Stored records
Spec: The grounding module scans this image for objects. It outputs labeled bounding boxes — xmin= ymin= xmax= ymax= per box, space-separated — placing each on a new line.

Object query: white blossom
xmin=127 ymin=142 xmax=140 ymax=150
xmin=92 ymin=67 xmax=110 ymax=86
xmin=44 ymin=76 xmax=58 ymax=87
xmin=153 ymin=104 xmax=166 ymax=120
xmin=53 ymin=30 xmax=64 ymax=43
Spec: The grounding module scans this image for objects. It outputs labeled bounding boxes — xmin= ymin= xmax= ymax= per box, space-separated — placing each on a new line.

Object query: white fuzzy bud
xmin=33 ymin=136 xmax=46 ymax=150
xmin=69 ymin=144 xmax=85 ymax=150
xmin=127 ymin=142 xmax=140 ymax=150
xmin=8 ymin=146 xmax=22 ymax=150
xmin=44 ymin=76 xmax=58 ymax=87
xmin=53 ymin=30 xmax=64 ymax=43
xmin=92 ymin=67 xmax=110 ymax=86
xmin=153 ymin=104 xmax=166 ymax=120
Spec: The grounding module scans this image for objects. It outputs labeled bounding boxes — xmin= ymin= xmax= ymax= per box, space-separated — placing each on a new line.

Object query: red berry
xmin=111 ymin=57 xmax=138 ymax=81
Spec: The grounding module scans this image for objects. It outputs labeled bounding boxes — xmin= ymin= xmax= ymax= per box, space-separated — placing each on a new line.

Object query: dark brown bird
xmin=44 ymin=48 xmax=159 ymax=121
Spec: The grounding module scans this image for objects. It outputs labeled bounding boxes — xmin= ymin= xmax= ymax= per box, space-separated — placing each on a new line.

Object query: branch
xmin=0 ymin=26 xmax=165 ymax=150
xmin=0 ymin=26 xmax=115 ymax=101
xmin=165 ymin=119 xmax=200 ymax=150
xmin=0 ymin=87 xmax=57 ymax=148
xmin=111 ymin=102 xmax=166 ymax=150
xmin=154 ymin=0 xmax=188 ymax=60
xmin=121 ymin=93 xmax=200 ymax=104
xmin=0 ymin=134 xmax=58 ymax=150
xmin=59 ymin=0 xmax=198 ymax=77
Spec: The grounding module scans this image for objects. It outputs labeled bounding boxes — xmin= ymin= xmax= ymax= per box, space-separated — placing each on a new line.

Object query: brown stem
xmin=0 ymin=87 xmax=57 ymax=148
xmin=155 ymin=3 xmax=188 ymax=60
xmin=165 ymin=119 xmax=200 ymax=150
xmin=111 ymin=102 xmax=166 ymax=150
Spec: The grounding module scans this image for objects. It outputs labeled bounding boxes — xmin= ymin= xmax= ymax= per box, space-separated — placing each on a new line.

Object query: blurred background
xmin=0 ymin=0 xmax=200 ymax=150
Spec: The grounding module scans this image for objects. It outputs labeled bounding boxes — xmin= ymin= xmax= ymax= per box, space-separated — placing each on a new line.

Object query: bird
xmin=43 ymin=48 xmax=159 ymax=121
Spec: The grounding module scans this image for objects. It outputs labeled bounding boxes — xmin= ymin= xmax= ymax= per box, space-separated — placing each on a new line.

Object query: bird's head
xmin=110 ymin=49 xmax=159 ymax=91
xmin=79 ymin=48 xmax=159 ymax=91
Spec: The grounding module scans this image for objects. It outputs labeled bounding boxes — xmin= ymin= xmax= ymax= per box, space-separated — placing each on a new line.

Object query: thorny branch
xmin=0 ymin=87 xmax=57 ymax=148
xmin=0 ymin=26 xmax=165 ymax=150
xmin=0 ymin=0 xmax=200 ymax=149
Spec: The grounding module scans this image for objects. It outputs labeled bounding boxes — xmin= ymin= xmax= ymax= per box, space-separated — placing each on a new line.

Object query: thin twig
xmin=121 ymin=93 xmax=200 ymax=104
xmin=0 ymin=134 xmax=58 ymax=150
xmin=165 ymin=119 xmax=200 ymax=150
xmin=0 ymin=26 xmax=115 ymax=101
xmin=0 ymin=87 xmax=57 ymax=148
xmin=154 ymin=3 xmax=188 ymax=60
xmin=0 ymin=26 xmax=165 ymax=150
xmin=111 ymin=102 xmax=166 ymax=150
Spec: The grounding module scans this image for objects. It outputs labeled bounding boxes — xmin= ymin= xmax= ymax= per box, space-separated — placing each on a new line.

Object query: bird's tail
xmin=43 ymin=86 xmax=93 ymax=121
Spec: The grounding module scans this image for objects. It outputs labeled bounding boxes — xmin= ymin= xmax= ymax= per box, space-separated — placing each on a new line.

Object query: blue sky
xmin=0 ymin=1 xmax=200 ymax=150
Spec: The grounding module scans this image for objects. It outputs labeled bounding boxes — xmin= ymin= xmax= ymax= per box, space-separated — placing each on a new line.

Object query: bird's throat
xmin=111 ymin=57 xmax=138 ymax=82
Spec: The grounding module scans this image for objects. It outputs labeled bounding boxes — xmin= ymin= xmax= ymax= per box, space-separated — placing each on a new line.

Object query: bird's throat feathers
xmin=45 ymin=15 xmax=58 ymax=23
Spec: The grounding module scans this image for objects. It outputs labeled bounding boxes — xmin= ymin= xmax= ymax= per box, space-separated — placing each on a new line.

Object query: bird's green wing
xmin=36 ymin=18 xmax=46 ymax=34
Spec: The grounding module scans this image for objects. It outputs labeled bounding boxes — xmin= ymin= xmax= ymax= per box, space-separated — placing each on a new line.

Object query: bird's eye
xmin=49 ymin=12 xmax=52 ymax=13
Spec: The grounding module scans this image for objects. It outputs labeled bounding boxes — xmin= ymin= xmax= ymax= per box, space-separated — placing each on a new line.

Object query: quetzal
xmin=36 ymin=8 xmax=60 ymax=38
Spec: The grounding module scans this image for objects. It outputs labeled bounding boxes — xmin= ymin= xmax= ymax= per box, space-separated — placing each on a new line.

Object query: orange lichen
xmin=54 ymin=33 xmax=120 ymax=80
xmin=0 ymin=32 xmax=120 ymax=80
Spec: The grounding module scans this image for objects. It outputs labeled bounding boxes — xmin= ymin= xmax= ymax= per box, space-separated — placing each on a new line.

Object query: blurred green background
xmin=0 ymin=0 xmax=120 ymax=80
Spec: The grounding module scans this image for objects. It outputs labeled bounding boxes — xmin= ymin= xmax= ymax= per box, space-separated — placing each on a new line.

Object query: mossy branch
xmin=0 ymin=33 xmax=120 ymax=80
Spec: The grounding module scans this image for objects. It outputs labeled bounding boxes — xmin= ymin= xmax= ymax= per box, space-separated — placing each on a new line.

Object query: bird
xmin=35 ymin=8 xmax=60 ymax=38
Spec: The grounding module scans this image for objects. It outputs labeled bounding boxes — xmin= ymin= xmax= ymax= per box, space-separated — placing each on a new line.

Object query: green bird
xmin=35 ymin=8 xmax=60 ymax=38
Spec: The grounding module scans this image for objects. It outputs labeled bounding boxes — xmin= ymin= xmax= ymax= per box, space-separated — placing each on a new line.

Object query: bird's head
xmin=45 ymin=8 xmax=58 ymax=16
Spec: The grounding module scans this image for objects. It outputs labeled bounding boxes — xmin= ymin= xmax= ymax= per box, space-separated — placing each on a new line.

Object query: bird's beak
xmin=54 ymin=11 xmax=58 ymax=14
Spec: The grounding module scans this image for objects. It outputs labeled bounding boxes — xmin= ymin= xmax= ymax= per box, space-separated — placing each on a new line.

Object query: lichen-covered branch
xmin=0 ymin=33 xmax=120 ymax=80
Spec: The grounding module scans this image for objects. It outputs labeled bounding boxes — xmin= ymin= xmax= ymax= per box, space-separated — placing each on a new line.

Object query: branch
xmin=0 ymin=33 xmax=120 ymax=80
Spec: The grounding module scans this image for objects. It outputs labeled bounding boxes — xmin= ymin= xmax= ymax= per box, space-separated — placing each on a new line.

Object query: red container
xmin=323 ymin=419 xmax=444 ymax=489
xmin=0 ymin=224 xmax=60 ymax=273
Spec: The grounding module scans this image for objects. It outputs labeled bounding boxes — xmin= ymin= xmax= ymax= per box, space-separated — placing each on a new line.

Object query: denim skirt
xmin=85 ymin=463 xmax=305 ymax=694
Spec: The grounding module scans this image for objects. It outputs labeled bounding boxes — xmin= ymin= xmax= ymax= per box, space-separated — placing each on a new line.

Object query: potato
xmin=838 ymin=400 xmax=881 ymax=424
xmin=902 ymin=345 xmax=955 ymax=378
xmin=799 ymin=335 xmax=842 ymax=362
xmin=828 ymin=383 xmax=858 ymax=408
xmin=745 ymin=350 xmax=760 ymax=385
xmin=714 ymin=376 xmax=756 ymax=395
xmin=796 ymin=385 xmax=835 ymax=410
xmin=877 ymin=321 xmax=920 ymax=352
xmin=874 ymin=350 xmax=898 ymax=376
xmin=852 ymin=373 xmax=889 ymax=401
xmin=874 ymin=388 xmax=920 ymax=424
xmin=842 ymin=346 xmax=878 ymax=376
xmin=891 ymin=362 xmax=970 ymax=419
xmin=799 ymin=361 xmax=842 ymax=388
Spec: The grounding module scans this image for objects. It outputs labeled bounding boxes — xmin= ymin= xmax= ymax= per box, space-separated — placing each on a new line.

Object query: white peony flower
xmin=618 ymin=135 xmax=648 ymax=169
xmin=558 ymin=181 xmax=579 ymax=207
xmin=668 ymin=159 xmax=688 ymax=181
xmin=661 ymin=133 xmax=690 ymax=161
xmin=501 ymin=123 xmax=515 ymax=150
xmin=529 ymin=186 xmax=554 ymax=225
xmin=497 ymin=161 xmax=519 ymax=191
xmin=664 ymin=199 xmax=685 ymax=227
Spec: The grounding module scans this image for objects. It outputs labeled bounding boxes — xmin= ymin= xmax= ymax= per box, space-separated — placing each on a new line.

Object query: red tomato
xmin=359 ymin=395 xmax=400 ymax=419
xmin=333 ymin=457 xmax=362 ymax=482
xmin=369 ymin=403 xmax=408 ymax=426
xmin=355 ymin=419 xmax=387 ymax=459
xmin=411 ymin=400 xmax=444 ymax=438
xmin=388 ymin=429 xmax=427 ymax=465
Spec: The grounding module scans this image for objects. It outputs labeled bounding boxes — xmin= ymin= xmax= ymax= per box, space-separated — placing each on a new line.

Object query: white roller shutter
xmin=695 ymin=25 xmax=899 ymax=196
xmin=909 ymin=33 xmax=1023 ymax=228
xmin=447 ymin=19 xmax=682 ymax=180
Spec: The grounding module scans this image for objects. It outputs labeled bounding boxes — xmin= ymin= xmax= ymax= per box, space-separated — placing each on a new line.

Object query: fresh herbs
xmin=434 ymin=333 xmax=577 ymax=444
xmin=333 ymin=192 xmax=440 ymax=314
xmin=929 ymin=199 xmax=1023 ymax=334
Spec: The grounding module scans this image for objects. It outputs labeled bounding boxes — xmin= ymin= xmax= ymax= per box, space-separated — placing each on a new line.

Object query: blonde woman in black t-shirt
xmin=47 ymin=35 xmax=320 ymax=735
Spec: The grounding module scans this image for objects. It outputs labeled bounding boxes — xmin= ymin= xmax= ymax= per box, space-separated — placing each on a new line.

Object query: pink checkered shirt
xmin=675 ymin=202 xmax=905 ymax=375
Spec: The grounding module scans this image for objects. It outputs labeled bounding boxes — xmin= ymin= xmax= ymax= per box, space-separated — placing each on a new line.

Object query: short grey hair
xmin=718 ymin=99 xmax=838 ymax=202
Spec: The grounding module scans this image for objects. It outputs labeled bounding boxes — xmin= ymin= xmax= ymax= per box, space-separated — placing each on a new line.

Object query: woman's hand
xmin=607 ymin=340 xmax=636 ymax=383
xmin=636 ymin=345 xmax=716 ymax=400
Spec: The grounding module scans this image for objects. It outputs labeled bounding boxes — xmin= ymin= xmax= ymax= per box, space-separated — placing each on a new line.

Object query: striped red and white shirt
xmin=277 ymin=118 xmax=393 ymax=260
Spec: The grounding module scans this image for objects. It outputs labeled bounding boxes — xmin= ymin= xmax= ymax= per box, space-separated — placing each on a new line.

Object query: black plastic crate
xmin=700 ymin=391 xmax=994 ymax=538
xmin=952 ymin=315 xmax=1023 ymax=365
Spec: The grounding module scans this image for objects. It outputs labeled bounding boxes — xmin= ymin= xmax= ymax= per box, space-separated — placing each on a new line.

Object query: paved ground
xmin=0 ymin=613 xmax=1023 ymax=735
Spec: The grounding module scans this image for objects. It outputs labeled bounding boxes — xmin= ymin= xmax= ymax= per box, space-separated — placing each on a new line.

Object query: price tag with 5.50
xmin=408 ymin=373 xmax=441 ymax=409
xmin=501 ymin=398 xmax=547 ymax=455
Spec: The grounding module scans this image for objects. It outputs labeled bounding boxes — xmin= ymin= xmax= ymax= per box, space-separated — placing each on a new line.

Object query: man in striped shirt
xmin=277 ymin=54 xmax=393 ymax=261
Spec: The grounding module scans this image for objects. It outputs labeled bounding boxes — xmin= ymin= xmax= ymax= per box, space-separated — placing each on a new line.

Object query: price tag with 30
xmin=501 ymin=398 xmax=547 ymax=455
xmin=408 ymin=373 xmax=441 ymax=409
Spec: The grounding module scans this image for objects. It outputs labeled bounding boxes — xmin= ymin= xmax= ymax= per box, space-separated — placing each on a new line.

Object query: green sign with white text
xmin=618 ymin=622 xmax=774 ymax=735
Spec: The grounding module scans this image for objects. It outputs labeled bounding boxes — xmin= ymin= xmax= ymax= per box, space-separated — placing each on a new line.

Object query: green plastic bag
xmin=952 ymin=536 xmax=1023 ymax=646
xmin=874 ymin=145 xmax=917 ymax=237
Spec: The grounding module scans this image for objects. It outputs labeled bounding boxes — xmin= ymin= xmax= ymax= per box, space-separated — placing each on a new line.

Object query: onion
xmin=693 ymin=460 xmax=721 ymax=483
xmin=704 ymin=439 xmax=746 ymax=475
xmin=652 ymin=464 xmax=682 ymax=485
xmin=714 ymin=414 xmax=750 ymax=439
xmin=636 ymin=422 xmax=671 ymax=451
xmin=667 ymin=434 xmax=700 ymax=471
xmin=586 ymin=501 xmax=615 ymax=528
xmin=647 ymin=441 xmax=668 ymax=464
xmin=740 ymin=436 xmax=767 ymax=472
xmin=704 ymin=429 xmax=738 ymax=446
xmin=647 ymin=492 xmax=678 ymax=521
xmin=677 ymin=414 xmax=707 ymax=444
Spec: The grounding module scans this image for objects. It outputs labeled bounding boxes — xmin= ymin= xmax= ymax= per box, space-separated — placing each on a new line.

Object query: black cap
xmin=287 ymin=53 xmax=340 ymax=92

*REQUIRED TASK:* List every line of the entries above that contains the word "brown".

*RESULT:*
Object query: dark brown bird
Object query: brown stem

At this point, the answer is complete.